→ **The records**:
* * *

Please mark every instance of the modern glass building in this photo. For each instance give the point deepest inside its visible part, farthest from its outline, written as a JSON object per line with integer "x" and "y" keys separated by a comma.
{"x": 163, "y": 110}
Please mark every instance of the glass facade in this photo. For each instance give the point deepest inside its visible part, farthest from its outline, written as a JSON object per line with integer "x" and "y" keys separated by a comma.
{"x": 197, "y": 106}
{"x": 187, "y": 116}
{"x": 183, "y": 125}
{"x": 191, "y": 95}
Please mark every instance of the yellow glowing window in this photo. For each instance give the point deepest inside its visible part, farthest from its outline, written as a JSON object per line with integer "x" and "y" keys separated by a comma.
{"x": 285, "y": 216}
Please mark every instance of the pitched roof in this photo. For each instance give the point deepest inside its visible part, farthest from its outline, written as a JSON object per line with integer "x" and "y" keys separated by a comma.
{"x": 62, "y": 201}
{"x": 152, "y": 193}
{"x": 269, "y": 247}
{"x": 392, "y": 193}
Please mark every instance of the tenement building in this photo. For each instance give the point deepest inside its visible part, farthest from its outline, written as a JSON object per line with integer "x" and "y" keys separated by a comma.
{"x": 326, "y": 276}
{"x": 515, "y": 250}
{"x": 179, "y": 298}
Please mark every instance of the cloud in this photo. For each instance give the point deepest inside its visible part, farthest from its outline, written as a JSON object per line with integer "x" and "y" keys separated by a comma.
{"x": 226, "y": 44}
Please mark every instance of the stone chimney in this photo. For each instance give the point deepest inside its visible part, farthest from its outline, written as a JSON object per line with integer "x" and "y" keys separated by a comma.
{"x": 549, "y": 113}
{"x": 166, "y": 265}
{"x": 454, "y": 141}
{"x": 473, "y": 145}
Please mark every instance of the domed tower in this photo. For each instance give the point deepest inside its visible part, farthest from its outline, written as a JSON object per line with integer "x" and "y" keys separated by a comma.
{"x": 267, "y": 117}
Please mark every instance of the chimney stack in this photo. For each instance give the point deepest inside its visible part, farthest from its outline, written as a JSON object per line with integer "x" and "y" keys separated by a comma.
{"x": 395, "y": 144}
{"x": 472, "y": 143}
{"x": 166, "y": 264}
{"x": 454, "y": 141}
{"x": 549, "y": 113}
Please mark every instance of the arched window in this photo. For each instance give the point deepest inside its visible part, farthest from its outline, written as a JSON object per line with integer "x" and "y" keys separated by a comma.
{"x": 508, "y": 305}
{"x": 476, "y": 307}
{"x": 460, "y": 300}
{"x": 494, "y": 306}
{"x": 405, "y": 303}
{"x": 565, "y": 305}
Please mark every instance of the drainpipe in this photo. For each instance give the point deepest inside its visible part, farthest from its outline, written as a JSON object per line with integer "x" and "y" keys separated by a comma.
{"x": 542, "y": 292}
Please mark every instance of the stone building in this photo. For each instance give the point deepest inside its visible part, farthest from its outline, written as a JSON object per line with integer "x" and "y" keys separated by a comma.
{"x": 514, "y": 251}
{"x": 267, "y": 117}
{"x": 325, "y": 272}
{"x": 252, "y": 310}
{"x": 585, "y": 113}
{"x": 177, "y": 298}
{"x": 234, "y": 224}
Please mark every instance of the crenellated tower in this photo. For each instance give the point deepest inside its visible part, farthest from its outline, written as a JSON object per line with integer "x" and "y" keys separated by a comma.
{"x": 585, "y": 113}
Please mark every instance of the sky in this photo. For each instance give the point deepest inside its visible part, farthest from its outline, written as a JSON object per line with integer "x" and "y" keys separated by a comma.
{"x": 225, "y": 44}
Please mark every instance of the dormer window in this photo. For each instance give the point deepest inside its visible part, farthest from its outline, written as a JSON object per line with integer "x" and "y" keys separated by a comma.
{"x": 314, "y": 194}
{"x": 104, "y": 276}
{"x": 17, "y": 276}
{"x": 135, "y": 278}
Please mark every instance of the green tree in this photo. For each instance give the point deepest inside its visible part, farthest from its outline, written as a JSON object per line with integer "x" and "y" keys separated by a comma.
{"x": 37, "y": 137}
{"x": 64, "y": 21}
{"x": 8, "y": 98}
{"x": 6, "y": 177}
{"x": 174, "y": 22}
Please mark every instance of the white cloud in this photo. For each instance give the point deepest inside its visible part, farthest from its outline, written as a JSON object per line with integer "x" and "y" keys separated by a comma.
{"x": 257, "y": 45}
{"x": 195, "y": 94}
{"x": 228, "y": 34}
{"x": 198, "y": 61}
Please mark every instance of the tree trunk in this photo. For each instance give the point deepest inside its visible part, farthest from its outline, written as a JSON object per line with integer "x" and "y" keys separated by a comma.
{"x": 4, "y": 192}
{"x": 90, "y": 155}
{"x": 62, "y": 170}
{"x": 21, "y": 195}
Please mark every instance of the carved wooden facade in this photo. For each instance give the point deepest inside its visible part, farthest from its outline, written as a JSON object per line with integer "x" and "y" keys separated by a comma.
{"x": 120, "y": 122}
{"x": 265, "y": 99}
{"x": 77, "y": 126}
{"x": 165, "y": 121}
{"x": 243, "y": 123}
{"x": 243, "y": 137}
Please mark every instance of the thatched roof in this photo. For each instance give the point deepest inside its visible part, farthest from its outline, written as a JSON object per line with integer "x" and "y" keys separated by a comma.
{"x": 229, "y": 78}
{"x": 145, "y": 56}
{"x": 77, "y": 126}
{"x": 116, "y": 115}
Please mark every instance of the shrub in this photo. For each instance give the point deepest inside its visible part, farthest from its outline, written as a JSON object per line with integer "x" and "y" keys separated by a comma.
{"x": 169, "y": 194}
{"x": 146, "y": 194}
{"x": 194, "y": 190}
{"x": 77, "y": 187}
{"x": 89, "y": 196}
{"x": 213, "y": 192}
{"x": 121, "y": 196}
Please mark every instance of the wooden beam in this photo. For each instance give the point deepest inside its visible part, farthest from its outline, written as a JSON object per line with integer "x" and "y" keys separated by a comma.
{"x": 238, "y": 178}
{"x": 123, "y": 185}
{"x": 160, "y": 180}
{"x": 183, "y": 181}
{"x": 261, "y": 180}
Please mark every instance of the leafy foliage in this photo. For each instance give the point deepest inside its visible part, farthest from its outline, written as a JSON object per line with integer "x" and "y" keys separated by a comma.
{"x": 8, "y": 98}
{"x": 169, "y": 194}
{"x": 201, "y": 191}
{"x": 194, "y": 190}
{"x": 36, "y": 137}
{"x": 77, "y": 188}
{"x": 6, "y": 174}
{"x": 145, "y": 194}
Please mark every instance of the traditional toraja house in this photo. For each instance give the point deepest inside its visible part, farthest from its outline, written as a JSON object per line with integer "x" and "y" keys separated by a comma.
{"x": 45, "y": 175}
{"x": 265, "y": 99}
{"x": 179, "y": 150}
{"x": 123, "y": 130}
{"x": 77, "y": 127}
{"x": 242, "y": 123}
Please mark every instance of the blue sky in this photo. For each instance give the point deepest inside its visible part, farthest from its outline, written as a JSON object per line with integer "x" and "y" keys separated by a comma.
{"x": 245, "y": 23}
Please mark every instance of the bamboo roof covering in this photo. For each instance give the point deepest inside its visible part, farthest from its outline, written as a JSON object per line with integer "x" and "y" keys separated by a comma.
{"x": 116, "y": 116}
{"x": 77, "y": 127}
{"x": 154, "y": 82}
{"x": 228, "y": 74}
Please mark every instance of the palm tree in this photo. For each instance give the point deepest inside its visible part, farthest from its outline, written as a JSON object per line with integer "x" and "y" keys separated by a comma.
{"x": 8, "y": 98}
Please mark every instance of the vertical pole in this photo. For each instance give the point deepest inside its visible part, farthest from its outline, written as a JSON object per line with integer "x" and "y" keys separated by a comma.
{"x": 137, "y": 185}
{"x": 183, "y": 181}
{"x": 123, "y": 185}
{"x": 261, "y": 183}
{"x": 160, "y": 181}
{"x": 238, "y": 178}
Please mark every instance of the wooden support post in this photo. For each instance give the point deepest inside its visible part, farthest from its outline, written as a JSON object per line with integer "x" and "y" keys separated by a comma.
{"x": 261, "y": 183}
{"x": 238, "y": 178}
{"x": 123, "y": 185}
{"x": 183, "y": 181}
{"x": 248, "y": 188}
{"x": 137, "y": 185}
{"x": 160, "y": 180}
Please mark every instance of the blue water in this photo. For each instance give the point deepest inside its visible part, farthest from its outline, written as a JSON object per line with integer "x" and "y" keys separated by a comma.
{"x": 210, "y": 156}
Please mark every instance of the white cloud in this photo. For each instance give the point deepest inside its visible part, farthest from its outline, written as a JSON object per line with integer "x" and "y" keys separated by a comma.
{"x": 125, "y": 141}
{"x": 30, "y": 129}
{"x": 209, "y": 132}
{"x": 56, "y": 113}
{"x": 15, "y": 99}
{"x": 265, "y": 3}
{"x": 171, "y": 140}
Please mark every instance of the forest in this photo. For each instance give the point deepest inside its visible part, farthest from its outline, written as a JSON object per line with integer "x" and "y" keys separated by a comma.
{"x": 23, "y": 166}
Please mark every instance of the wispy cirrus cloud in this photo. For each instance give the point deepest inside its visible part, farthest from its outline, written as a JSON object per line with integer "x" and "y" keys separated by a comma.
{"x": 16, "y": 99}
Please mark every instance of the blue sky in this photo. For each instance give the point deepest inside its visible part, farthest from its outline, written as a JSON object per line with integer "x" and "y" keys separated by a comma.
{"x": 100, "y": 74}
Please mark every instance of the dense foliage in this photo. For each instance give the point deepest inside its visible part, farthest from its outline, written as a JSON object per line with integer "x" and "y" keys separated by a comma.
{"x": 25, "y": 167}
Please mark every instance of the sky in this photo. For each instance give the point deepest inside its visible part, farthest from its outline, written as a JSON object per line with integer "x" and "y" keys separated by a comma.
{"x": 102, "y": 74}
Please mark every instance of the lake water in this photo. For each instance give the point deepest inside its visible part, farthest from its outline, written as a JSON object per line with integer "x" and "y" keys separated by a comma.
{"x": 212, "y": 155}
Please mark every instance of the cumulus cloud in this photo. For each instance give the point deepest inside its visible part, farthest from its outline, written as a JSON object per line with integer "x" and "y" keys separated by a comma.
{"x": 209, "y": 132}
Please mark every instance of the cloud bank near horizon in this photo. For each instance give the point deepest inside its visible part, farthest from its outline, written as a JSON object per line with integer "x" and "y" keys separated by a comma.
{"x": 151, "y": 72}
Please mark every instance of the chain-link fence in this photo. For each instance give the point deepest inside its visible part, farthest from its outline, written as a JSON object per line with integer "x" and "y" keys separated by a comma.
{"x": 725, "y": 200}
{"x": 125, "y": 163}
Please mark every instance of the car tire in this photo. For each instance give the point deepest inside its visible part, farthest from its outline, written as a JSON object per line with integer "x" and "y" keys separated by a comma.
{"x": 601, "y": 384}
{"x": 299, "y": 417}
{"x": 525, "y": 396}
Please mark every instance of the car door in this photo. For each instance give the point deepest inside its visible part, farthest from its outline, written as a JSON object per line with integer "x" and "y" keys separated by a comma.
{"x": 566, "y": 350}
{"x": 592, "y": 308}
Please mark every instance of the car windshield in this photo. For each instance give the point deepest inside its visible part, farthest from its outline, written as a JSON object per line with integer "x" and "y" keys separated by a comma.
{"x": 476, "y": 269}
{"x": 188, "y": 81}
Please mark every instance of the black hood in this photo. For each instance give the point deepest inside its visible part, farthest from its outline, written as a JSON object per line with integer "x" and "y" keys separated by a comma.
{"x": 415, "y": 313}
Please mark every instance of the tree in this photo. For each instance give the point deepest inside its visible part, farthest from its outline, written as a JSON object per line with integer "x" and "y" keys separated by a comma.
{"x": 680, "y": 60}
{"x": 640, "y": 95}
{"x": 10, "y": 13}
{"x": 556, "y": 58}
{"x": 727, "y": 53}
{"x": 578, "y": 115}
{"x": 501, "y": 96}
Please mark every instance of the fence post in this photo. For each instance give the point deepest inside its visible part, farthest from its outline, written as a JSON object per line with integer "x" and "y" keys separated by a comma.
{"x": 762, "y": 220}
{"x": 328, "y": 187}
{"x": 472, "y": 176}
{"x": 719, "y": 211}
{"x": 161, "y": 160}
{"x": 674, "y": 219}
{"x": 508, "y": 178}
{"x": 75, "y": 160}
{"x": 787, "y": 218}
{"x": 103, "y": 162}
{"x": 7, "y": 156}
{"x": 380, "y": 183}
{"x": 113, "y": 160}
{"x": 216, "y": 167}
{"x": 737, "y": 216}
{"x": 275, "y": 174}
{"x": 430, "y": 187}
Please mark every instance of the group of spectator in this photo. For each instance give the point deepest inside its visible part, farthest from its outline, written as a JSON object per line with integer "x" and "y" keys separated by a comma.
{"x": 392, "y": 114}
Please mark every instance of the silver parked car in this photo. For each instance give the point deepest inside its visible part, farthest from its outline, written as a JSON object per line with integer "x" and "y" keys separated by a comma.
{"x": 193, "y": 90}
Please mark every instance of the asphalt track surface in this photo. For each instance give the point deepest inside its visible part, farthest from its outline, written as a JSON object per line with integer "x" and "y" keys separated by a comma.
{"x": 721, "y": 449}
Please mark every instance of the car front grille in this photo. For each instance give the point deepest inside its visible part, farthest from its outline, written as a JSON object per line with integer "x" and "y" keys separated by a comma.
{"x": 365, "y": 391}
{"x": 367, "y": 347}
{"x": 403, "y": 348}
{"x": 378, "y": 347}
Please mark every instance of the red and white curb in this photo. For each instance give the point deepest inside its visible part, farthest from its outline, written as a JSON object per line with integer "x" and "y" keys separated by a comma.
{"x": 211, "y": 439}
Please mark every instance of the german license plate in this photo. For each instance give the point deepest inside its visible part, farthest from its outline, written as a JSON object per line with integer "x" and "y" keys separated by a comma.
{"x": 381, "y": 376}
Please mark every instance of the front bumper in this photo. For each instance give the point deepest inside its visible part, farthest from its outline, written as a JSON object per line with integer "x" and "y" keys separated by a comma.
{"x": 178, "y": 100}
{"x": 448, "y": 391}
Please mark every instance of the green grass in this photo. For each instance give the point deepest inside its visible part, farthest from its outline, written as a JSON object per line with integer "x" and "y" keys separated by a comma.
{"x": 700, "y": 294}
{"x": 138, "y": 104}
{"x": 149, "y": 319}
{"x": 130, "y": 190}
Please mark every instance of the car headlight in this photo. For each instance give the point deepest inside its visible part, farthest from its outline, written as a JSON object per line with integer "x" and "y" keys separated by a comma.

* * *

→ **Your task**:
Exactly as written, give the line containing "Please mark every instance of the green grass" and all remaining lines of the records.

→ **Worked solution**:
Please mark every instance of the green grass in this photo. For each instance give the point deepest inside its visible part, farthest from its outline, written as a JSON object per line with integer "x" and "y" keys separated by a comma.
{"x": 700, "y": 294}
{"x": 138, "y": 104}
{"x": 149, "y": 319}
{"x": 130, "y": 190}
Please mark every instance of the car headlight in this photo. For each instance give the point deepest inside its visible part, farthest from its outline, written as a JSON object per line with integer "x" and "y" keys separated by a comma.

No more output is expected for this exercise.